SOURCE PASSAGE:
+ + + + + + +
Posts Tagged ‘cause and effect’

Of cause and effect or how to misinterpret correlation

Monday, May 4th, 2009

Again and again I read about studies that “prove” exciting facts in various magazines and journals. Just three of them:
1. “The risk of becoming fat increases with TV consumption”.
2. “Kids that do not sleep enough are less likely to get a high school degree”
3. “People in a lucky partnership are less likely to suffer from cancer”

The pattern is always similar: 2 variables (A and B) - depicted as cause and effect - are analyzed for correlation. If there is a relationship, for example:
“If A is higher, there is more B” or “If A is not given, then B is present” the fact that A leads to be is taken as proven.

In the first example - the one with the television - they asked people how much TV they watched and recorded the weight and height (most probably, just guessing). Then they drew a graph and saw that fat people watched more TV and vice versa. Until now, this was just a fact but with some interpretation there is a dependency of the weight and TV consumption, the latter being the cause. Maybe this is what should have been proven from the beginning and thus, further dependencies and causes are not analyzed.

What about this (alternative interpretation): There are more and less active people, determined by birth. The more active people move more, like to be outside and have natural eating habits. The less active don’t like to move and are staying inside more often. They don’t like organic food and don’t have natural eating habits. While the first type stays healthy and slim, the second type grows fat.
+ + + + + + +
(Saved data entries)
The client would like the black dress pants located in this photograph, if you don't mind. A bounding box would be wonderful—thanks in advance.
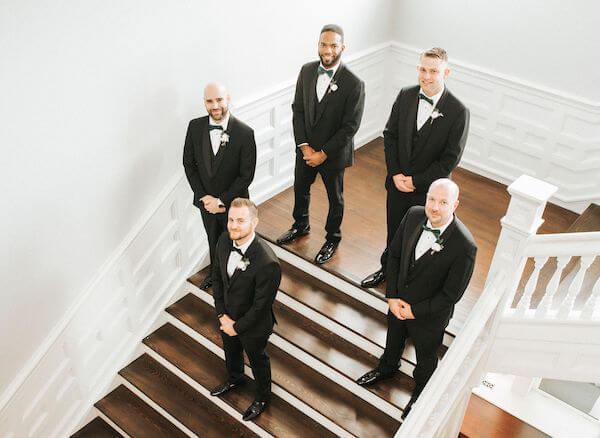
[292,156,345,243]
[381,190,427,272]
[221,332,271,402]
[377,311,444,396]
+ + + + + + +
PROBLEM SET:
[1] Repeat the passage from the post on cause and effect, starting at "Again and again" and ending at "taken as proven.".
[2] Pick up the post on cause and effect and correlation after its last sentence and keep writing.

RESULTS OF THE EXERCISE:
[1]
Again and again I read about studies that “prove” exciting facts in various magazines and journals. Just three of them:
1. “The risk of becoming fat increases with TV consumption”.
2. “Kids that do not sleep enough are less likely to get a high school degree”
3. “People in a lucky partnership are less likely to suffer from cancer”

The pattern is always similar: 2 variables (A and B) - depicted as cause and effect - are analyzed for correlation. If there is a relationship, for example:
“If A is higher, there is more B” or “If A is not given, then B is present” the fact that A leads to be is taken as proven.

[2]
In the second example - the one with the kids - it could also well be (just interpretation as well) that socially poor families pay less attention to a decent education, their kids don’t have to follow many rules, they can go to bed when they like (or after the action movie that runs on TV) and do not have to make proper homework. Additionally, their parents don’t think that a high school degree is somehow important (they don’t have one either) and thus, their kids are less likely to go to high school.

I’m not saying that my explanations are more likely than the original ones. However, as long as not every possible cause has been examined or as long as there is a real proof (for example an observable connection of two events, including a blank test), it’s just two variables that correlate somehow.